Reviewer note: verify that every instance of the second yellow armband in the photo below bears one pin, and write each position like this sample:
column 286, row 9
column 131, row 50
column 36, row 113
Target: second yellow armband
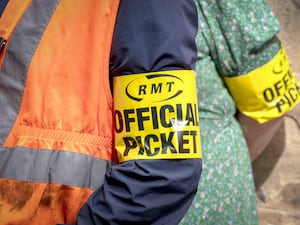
column 267, row 92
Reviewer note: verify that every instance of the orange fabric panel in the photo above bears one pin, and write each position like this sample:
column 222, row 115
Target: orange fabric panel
column 39, row 204
column 11, row 16
column 9, row 19
column 67, row 87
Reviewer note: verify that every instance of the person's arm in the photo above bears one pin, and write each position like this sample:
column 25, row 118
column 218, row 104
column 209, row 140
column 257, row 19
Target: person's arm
column 157, row 133
column 257, row 135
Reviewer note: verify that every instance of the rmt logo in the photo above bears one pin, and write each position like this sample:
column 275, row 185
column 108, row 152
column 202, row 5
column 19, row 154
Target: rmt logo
column 155, row 87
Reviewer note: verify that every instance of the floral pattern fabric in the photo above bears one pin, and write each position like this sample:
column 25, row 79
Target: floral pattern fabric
column 235, row 37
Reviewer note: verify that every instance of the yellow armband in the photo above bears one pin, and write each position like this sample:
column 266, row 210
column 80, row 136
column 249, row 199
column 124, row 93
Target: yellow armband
column 156, row 116
column 267, row 92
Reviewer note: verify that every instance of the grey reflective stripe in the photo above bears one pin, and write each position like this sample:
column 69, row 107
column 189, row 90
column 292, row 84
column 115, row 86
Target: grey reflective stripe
column 58, row 167
column 21, row 48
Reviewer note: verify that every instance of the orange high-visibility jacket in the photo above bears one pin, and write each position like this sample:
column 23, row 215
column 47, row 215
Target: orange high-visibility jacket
column 46, row 161
column 57, row 142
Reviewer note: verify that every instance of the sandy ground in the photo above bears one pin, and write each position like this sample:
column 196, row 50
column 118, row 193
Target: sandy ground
column 277, row 170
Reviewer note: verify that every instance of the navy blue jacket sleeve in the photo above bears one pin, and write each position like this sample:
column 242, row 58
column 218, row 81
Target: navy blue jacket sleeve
column 149, row 36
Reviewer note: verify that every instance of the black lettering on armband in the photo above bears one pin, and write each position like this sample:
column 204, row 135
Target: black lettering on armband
column 194, row 135
column 128, row 119
column 165, row 121
column 268, row 95
column 130, row 143
column 142, row 118
column 190, row 117
column 182, row 141
column 167, row 143
column 148, row 144
column 154, row 117
column 118, row 121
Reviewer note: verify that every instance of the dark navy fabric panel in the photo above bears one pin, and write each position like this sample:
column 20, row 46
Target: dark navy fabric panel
column 156, row 192
column 153, row 36
column 149, row 36
column 3, row 4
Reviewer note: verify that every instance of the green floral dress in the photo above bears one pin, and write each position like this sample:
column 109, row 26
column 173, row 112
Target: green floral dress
column 235, row 37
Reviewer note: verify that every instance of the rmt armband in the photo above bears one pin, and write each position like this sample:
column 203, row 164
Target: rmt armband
column 267, row 92
column 156, row 116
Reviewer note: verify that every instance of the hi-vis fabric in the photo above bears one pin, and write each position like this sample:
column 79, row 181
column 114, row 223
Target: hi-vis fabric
column 156, row 116
column 58, row 164
column 55, row 121
column 267, row 92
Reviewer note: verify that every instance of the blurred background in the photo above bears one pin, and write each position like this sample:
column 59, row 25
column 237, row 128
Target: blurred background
column 277, row 169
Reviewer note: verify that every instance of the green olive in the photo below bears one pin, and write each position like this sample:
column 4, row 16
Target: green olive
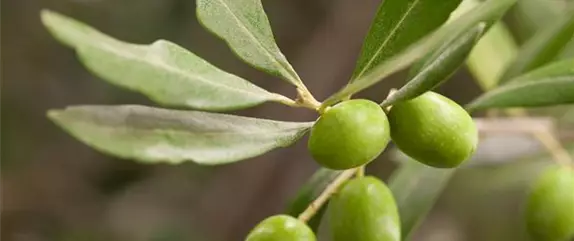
column 364, row 210
column 281, row 228
column 433, row 130
column 349, row 134
column 550, row 207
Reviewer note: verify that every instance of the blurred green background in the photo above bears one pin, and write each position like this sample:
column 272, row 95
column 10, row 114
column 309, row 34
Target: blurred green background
column 53, row 187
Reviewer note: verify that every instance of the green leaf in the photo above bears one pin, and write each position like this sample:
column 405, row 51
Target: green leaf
column 440, row 66
column 543, row 47
column 552, row 84
column 163, row 71
column 491, row 55
column 311, row 191
column 398, row 25
column 489, row 12
column 243, row 24
column 153, row 135
column 416, row 188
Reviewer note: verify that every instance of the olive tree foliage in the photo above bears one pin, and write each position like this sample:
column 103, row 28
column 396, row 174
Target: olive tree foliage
column 172, row 76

-*-*-

● **Exercise prompt**: Rewrite every line of the records above as a JSON list of strings, one string per line, skipping blank lines and leaving out the pictures.

● **Written answer**:
[
  "Reviewer note: verify that every instance of the second yellow armband in the photo below bears one pin, and write each position like this sample:",
  "column 286, row 9",
  "column 131, row 50",
  "column 36, row 113",
  "Target: second yellow armband",
  "column 267, row 92",
  "Reviewer note: verify that every instance of the orange fabric panel in the photo above bears one pin, and write each position like this sample:",
  "column 222, row 115",
  "Target: orange fabric panel",
  "column 39, row 204",
  "column 11, row 16",
  "column 9, row 19",
  "column 67, row 87",
  "Reviewer note: verify that every instance of the person's arm in the photo above bears one pin, and write each position like this sample:",
  "column 25, row 118",
  "column 218, row 104",
  "column 209, row 140",
  "column 257, row 19",
  "Target: person's arm",
  "column 157, row 133",
  "column 257, row 135",
  "Reviewer note: verify that every instance of the rmt logo in the photo above bears one pin, and write each position like this sample:",
  "column 275, row 185",
  "column 108, row 152",
  "column 202, row 5",
  "column 19, row 154",
  "Target: rmt logo",
  "column 155, row 87",
  "Reviewer note: verify that every instance of the floral pattern fabric in the photo above bears one pin, and write each position like this sample:",
  "column 25, row 79",
  "Target: floral pattern fabric",
  "column 235, row 37",
  "Reviewer note: verify that every instance of the yellow armband in the photo above bears one pin, and write each position like this sample:",
  "column 266, row 210",
  "column 80, row 136",
  "column 249, row 199",
  "column 124, row 93",
  "Target: yellow armband",
  "column 156, row 116",
  "column 267, row 92",
  "Reviewer note: verify that every instance of the grey reflective stripe in the photo above bears one pin, and write each position like this sample:",
  "column 69, row 107",
  "column 189, row 90",
  "column 292, row 84",
  "column 115, row 86",
  "Target: grey reflective stripe",
  "column 58, row 167",
  "column 21, row 48",
  "Reviewer note: verify that every instance of the orange high-visibility jacket in the photo above bears one pin, and write each position like this sample:",
  "column 23, row 215",
  "column 47, row 215",
  "Target: orange high-visibility jacket",
  "column 46, row 161",
  "column 57, row 142",
  "Reviewer note: verify that every instance of the sandy ground in the photo above bears one pin, and write each position like this sample:",
  "column 196, row 50",
  "column 118, row 193",
  "Target: sandy ground",
  "column 277, row 170",
  "Reviewer note: verify that every instance of the navy blue jacket sleeve in the photo above bears one pin, and write each position like this sample:",
  "column 242, row 58",
  "column 218, row 81",
  "Target: navy blue jacket sleeve",
  "column 149, row 36",
  "Reviewer note: verify that every instance of the black lettering on armband in the photo above bears one pin, and write each position like this sample:",
  "column 204, row 135",
  "Target: black lettering on armband",
  "column 194, row 135",
  "column 128, row 119",
  "column 165, row 121",
  "column 268, row 95",
  "column 130, row 143",
  "column 142, row 118",
  "column 190, row 117",
  "column 182, row 141",
  "column 167, row 143",
  "column 148, row 144",
  "column 154, row 117",
  "column 118, row 121",
  "Reviewer note: verify that every instance of the dark navy fabric panel in the photo above bears one pin, and write each position like this sample:",
  "column 20, row 46",
  "Target: dark navy fabric panel",
  "column 156, row 192",
  "column 153, row 36",
  "column 149, row 36",
  "column 3, row 4",
  "Reviewer note: verify that every instance of the green floral dress in the photo above bears one pin, and write each position like this sample:",
  "column 109, row 26",
  "column 173, row 112",
  "Target: green floral dress",
  "column 235, row 37",
  "Reviewer note: verify that every instance of the rmt armband in the photo above bears one pin, and write each position like this sample:",
  "column 203, row 164",
  "Target: rmt armband",
  "column 267, row 92",
  "column 156, row 116",
  "Reviewer note: verify that every instance of the hi-vis fabric in the photo above bears one pin, and write each position like this sample:",
  "column 79, row 181",
  "column 114, row 223",
  "Target: hi-vis fabric",
  "column 156, row 116",
  "column 58, row 164",
  "column 55, row 121",
  "column 267, row 92",
  "Reviewer note: verify that every instance of the blurred background in the photo above bears one pin, and write each position like this sample:",
  "column 59, row 25",
  "column 237, row 128",
  "Target: blurred background",
  "column 277, row 169",
  "Reviewer note: verify that every instance of the green olive in the photo below bears one pin, and write each position like this sample:",
  "column 4, row 16",
  "Target: green olive",
  "column 364, row 210",
  "column 281, row 228",
  "column 433, row 130",
  "column 349, row 134",
  "column 550, row 207",
  "Reviewer note: verify that every instance of the blurred green background in the photo above bears one pin, and write each position like this sample:",
  "column 272, row 95",
  "column 10, row 114",
  "column 309, row 34",
  "Target: blurred green background",
  "column 53, row 187",
  "Reviewer note: verify that every instance of the green leaf in the photo above bears one pin, and write each position like this sample:",
  "column 405, row 51",
  "Target: green leaf",
  "column 440, row 66",
  "column 543, row 47",
  "column 552, row 84",
  "column 163, row 71",
  "column 491, row 55",
  "column 311, row 191",
  "column 398, row 25",
  "column 489, row 12",
  "column 243, row 24",
  "column 153, row 135",
  "column 416, row 188",
  "Reviewer note: verify that every instance of the olive tree foliage in the photo above bears one pin, and write each position like this sample:",
  "column 103, row 28",
  "column 396, row 174",
  "Target: olive tree foliage",
  "column 172, row 76"
]